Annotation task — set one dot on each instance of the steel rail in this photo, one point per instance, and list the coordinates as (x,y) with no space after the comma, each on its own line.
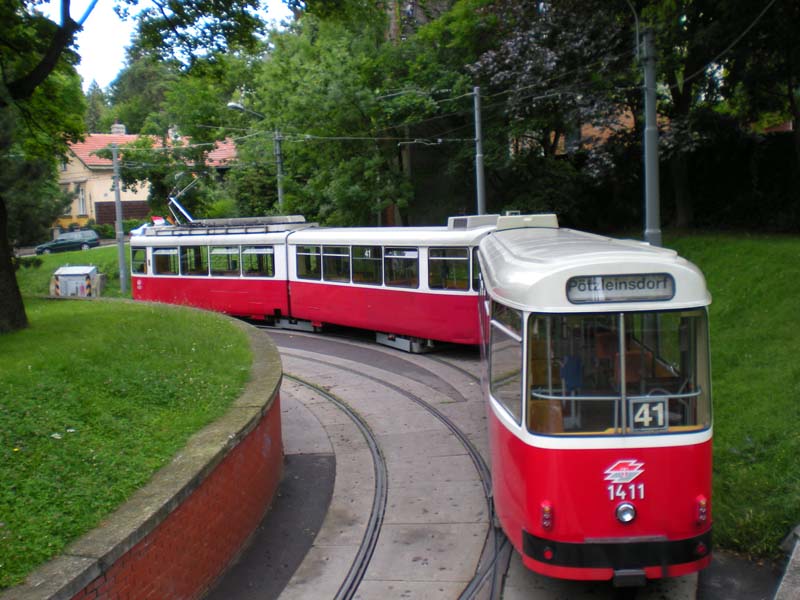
(370,539)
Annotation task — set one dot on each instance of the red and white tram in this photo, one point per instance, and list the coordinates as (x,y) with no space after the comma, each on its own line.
(599,402)
(411,285)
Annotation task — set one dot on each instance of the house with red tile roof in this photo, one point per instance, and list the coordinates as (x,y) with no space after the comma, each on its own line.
(91,179)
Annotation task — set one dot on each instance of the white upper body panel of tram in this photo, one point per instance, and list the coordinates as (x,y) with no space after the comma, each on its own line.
(546,268)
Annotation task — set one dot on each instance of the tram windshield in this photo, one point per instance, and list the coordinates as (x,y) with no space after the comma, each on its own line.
(618,374)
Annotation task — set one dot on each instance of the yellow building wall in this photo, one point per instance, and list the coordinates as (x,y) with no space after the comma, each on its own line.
(97,186)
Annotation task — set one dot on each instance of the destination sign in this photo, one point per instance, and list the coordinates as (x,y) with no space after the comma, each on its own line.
(593,289)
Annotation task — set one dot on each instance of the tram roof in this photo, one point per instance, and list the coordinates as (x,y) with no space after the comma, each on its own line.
(390,236)
(529,268)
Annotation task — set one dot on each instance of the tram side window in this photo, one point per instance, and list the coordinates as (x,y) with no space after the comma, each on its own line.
(194,260)
(448,268)
(476,271)
(258,261)
(368,264)
(138,260)
(224,261)
(505,367)
(336,263)
(401,266)
(308,263)
(165,261)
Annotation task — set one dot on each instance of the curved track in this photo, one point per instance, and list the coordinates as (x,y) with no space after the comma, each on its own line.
(410,512)
(485,578)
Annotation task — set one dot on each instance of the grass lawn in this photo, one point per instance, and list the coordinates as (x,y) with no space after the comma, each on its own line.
(95,397)
(755,347)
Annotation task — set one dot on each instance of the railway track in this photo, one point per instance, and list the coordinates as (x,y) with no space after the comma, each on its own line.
(486,578)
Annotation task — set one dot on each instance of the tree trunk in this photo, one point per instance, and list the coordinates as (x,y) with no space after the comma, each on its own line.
(12,310)
(679,170)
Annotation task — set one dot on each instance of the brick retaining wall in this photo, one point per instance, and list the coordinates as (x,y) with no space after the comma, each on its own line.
(179,533)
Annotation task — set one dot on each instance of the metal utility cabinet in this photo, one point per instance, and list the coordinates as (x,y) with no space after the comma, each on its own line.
(82,281)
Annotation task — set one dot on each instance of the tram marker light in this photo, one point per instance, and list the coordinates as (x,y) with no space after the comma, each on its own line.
(547,515)
(702,509)
(626,513)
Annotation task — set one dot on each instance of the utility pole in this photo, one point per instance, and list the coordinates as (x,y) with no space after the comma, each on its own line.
(652,207)
(279,168)
(479,182)
(123,269)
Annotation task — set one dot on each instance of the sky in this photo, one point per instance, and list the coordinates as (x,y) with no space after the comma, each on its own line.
(105,36)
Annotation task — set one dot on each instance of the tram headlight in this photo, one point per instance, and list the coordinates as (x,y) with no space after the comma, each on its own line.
(626,513)
(702,509)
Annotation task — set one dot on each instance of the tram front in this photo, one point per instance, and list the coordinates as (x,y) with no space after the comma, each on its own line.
(599,400)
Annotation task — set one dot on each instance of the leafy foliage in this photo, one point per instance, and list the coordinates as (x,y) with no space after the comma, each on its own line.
(95,397)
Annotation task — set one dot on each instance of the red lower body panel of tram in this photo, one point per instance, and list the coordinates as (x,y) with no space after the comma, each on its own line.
(252,298)
(444,317)
(604,513)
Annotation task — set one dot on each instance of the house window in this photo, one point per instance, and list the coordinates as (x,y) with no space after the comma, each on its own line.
(80,190)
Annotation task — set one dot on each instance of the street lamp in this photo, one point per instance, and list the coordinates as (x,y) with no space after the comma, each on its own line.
(277,138)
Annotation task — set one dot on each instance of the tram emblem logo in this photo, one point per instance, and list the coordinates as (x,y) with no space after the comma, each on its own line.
(624,471)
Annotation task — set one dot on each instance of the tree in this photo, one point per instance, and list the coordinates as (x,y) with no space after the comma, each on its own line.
(36,58)
(97,118)
(319,89)
(40,110)
(762,77)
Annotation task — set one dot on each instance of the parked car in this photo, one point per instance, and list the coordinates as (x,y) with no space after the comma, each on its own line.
(70,240)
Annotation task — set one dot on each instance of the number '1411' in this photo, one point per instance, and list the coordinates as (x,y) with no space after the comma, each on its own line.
(633,491)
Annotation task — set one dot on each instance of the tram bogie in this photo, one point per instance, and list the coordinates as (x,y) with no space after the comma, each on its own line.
(599,403)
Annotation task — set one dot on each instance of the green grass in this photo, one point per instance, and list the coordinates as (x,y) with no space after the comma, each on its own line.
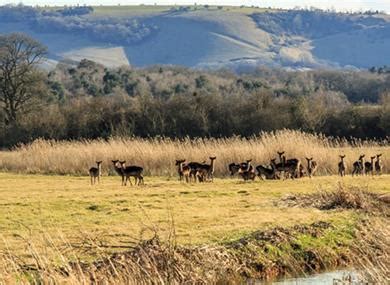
(68,208)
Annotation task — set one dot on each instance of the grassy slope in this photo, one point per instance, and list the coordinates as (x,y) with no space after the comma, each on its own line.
(67,207)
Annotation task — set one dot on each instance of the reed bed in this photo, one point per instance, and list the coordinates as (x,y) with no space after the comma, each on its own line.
(158,155)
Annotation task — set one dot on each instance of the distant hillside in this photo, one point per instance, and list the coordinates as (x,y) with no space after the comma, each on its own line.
(204,36)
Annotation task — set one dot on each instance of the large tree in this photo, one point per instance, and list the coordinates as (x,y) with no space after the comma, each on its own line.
(20,81)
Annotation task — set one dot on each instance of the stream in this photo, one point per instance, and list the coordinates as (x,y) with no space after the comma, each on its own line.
(326,278)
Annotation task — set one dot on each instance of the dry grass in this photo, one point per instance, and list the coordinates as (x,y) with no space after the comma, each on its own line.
(158,155)
(59,229)
(344,197)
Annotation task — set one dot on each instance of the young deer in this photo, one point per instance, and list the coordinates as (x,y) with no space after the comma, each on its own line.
(246,171)
(266,172)
(291,166)
(311,166)
(378,164)
(342,166)
(179,168)
(194,167)
(118,170)
(96,172)
(183,170)
(208,169)
(358,166)
(132,170)
(369,166)
(233,168)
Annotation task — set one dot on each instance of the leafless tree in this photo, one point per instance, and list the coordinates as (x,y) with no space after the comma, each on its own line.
(20,81)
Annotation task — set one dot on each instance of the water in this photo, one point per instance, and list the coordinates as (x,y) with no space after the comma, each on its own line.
(327,278)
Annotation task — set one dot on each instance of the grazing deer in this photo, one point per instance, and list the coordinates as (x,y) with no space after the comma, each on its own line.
(209,168)
(264,171)
(118,170)
(202,171)
(233,168)
(202,175)
(290,167)
(246,170)
(287,165)
(194,167)
(369,166)
(311,166)
(358,166)
(183,170)
(96,172)
(378,164)
(342,166)
(179,164)
(132,170)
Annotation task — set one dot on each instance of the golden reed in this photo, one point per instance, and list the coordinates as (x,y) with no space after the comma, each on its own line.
(158,155)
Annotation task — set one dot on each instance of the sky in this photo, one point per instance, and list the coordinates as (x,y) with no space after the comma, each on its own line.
(342,5)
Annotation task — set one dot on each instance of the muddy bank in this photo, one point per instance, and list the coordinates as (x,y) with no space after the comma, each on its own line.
(263,255)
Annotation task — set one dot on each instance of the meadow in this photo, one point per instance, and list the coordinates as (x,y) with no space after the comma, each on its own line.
(51,218)
(157,156)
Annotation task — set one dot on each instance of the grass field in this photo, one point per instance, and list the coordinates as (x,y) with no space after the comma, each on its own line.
(68,208)
(157,156)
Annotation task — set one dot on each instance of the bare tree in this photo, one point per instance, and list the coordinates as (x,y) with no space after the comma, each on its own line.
(20,81)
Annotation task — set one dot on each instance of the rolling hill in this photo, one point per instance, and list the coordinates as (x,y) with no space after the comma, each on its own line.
(205,37)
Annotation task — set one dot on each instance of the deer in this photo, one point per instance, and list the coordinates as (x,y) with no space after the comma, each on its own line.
(378,164)
(311,166)
(183,170)
(179,164)
(358,166)
(204,171)
(233,168)
(369,166)
(210,168)
(96,172)
(342,166)
(246,170)
(264,171)
(132,170)
(289,163)
(118,170)
(290,167)
(194,167)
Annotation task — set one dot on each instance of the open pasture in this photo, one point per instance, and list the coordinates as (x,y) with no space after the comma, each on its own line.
(157,156)
(68,208)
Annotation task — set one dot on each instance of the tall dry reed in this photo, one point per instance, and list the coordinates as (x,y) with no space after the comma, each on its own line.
(158,155)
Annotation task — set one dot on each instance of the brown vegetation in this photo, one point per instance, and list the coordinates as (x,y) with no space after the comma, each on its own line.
(157,156)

◆ ◆ ◆ ◆ ◆ ◆ ◆

Problem — Return exactly the lines from the one containing "of the deer" to the last line of the data, and nothing more.

Worked solution —
Annotation task — set one dot on each instance of the deer in this photo, one point per instance, and list the coordinates as (x,y) with no space after the comma, each on its own line.
(378,164)
(311,166)
(183,170)
(179,164)
(358,166)
(204,171)
(233,168)
(369,166)
(210,168)
(96,172)
(342,166)
(246,170)
(264,171)
(132,170)
(289,163)
(118,170)
(290,167)
(194,167)
Annotation task — set one dot on each instance of the open pasture in this photo, one point per instance, and list the coordinates as (x,y) with no space after the comma, each on its own line.
(157,156)
(68,208)
Annotation task — set one dot on each instance of the tall dry reed in this photo, one point per instance, and list the coordinates as (x,y) with no space after the comma, each on its own line.
(158,155)
Annotation task — set one dot on each instance of the brown vegetation in this photo, one point per instance, and list the coordinates as (x,y) with no space after the comma, each on its own line.
(157,156)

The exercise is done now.